• **GIVEN REQUEST**:
Reproduce all the material exactly, minus any pictures it holds.

----

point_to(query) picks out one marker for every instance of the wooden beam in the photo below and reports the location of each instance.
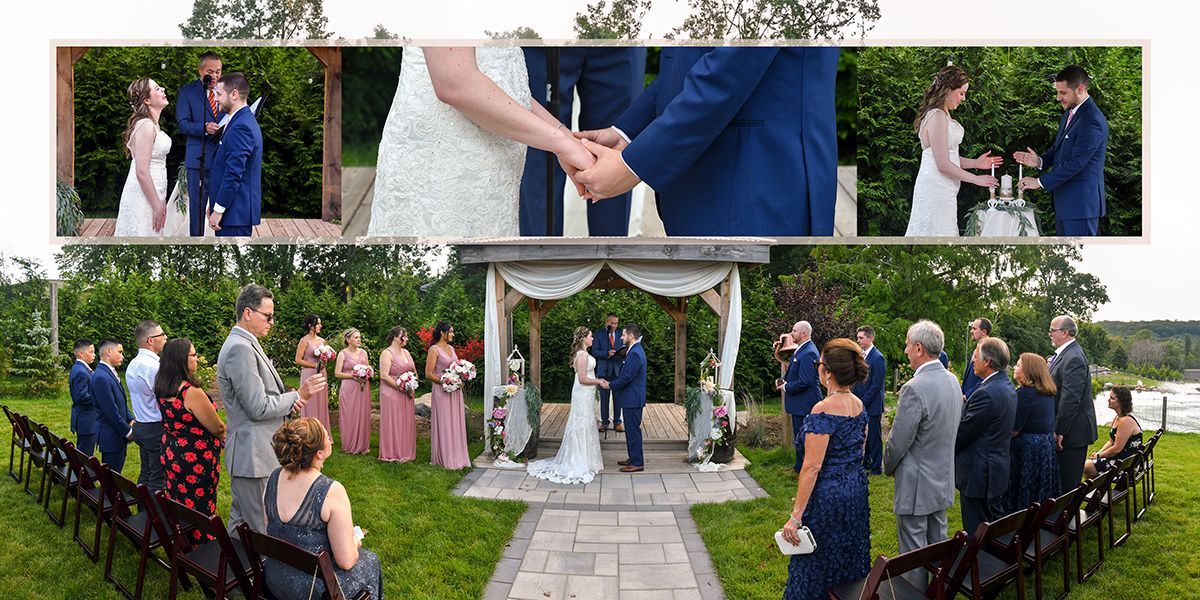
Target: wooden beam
(331, 145)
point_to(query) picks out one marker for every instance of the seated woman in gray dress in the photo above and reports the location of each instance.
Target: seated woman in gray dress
(312, 511)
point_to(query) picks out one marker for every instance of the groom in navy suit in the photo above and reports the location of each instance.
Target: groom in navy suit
(733, 141)
(630, 388)
(1075, 160)
(235, 177)
(115, 421)
(607, 78)
(197, 114)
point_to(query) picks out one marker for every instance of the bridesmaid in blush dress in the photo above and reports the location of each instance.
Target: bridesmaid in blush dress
(318, 403)
(448, 426)
(397, 419)
(354, 396)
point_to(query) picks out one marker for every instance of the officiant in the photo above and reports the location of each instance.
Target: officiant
(198, 115)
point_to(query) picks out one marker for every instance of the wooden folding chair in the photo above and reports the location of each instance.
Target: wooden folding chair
(886, 581)
(217, 564)
(259, 546)
(60, 473)
(1091, 515)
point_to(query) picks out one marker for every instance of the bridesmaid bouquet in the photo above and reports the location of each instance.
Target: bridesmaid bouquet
(407, 381)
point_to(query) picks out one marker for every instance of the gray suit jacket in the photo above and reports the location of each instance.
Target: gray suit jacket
(921, 447)
(255, 402)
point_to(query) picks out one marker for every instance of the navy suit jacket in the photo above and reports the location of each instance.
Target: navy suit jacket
(738, 141)
(1075, 163)
(870, 390)
(606, 367)
(631, 381)
(83, 407)
(982, 447)
(192, 111)
(802, 390)
(114, 414)
(235, 179)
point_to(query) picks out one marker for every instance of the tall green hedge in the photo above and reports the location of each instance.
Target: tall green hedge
(1011, 105)
(292, 120)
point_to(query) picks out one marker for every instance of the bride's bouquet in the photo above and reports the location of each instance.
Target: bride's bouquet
(407, 381)
(363, 372)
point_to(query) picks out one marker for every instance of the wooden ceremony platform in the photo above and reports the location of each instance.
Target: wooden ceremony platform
(269, 228)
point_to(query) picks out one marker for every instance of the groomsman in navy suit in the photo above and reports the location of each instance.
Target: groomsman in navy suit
(630, 388)
(83, 406)
(982, 445)
(235, 177)
(981, 329)
(607, 79)
(1075, 160)
(197, 114)
(870, 391)
(733, 141)
(115, 421)
(801, 388)
(606, 345)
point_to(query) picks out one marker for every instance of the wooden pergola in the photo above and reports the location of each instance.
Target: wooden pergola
(751, 253)
(330, 57)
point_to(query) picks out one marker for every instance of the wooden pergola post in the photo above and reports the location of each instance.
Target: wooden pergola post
(331, 145)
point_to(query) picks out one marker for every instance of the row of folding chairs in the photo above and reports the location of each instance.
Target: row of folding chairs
(1002, 552)
(191, 544)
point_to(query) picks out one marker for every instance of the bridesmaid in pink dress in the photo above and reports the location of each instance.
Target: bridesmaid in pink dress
(318, 403)
(448, 426)
(354, 396)
(397, 419)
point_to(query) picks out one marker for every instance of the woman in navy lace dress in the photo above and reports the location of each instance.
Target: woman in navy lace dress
(1033, 475)
(832, 496)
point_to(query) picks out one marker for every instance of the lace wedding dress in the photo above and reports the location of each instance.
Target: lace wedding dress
(439, 174)
(133, 215)
(579, 457)
(935, 197)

----

• **RESPONSE BELOW**:
point_to(query) picks out one marker for every instance of the wooden beam in the photo below and reports the location of each instance.
Target: wooden beam
(331, 145)
point_to(query) picks out one marker for every instance of the seated woman in gray dress in the photo above and reports the location of each instance.
Target: seated woman in gray dress
(312, 511)
point_to(query) picks out one marker for every instance of the groom in navy suit in the photo above and reports the location of each instance.
Target: groom in navy suit
(733, 141)
(630, 388)
(1075, 160)
(235, 177)
(115, 421)
(607, 78)
(197, 114)
point_to(query) picks out one marker for every instance of the bridesmaid in blush dress in the photo above and reports the location of each instance.
Target: bridesmaid in blush dress
(318, 403)
(448, 426)
(397, 419)
(354, 396)
point_to(query) picks out one marker for every instance of the officiant in the photo above and reports the location of each instance.
Target: officiant
(198, 115)
point_to(query) picks out one marker for every instance of the wooden folding chair in the photo above and reports the location of each instance.
Target: wooden folding chair
(886, 581)
(217, 564)
(259, 546)
(60, 473)
(1091, 515)
point_to(query) picks out one marker for every instance of the bridesmaid bouquet in the photo above and reports the location of each instance.
Target: bridesmaid bouquet
(407, 381)
point_to(query) picks out one marker for every instance of the gray suit jacket in the photo above and reports the location of each instance.
Target: gray suit jacket
(921, 447)
(255, 402)
point_to(query) picks out one marker for every instance of the navy suit jacket in the photo above and reports the location of each instance.
Target: navy suit jacket
(738, 141)
(1075, 163)
(870, 390)
(606, 367)
(631, 381)
(83, 407)
(982, 447)
(192, 111)
(802, 390)
(114, 414)
(235, 179)
point_to(query) picks out one marker for every instance of the tall green hedge in the photo above and reports the location of each instance.
Target: tall green hedge
(1011, 105)
(292, 120)
point_to(query) picks out one marker for every instance of the bride's bouquet in the photo above and reports the location of each instance.
Target: bride's bouquet
(407, 381)
(363, 372)
point_to(query) picks out one marker for every instance of the wooden ceremony platform in the photo above and reports the location of each instance.
Target: wooden ceremony platform
(269, 228)
point_to(query) picks out one marker for every instance of the groomsman in navy suit in the photo above and reports the location of each instance.
Target: groomsman in navy suit
(630, 388)
(83, 406)
(982, 445)
(235, 177)
(981, 329)
(607, 79)
(1075, 160)
(197, 114)
(870, 391)
(733, 141)
(115, 421)
(801, 388)
(606, 345)
point_to(query) picks out one marker for every instance of the wooden pergola in the photo above and reports the location of each instance.
Target: wooden pergola
(751, 253)
(330, 57)
point_to(query) picks out one marker for every instance of the wooden pergola post in the photo above and reports the location of each instance.
Target: wooden pergola post
(331, 145)
point_to(query) picks out one marker for every instance of the row of folding chairs in the photo above and reports the location of each instance.
Target: row of folding chairs
(1002, 552)
(191, 544)
point_to(query) picks out one marker for every instance of the bridesmaid in pink dress in the photo above and reports the location of each instance.
Target: bridesmaid in pink dress
(318, 403)
(448, 426)
(354, 396)
(397, 419)
point_to(query) picks out one marker for every instance of the woman in navy lace dress in the photo above and reports the location of each instance.
Target: woman in navy lace dress
(1033, 475)
(832, 496)
point_to(query) picks out one marker for every instance of the lace wedding dress in the photo above and reports the location of each instance.
Target: lace wedding dress
(439, 174)
(133, 215)
(579, 457)
(935, 197)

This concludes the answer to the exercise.